LISTED ENTRIES:
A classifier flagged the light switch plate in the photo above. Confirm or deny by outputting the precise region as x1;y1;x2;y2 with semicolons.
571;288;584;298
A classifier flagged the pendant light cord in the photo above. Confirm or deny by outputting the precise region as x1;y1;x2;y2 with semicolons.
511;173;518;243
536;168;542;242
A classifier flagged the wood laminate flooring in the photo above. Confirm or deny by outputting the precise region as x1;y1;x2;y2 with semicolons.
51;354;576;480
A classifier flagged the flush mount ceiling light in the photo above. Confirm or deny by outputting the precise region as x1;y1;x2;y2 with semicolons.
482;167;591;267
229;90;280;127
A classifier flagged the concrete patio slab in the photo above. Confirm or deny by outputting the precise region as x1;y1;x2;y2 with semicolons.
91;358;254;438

==

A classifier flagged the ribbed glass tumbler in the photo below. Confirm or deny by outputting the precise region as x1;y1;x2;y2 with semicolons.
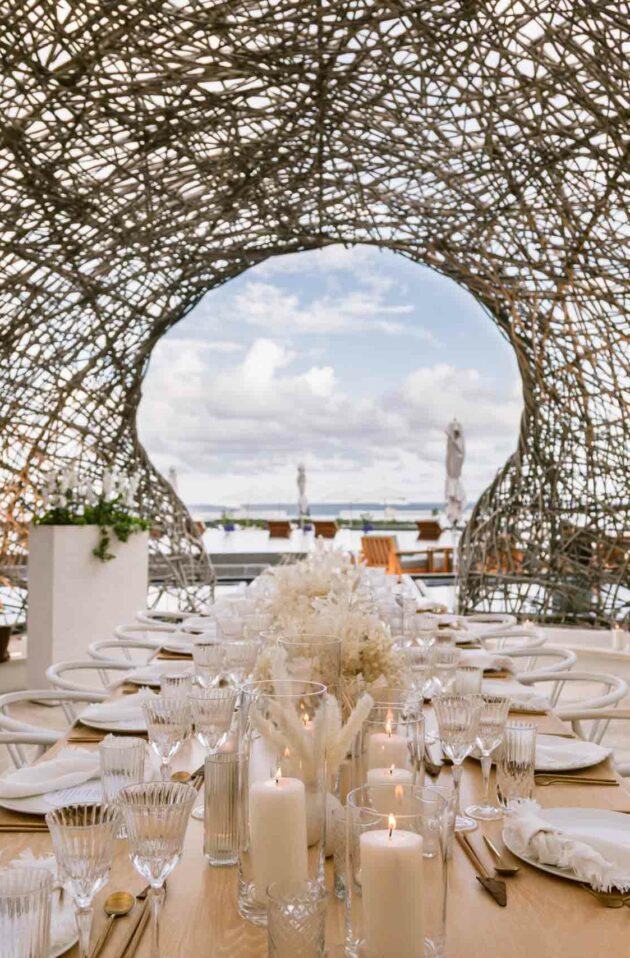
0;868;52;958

EXERCISE: Starting with the line containing "A classifier flagged the light" and going on through the line containing "91;358;254;438", write those lines out again with "classifier" swapped for "detector" and nothing else changed.

EXERCISE ANSWER:
A detector flagged the light switch plate in the photo above. Confirm or deny by outputting the precise region as x1;y1;x2;y2 with semicolons.
571;288;584;298
A detector flagged the pendant light cord in the photo above. Confirm or deny by outputting the precise region as x1;y1;x2;y2 with semicolons.
511;173;518;243
536;168;542;242
A detector flagged the wood laminate flooring in the photo above. Confirm or deny by outputting the precise region as x1;y1;x2;y2 with semicolons.
51;354;576;480
A detector flagged the flush mount ceiling light in the photo above. Confirm or deny by outputting the precise region as x1;y1;x2;y2 with semicolons.
482;167;591;267
229;90;280;127
A detector flagged the concrete patio slab in the photo above. Confirm or deny by outputting the precise region as x1;y1;x2;y2 with semicolons.
91;358;254;438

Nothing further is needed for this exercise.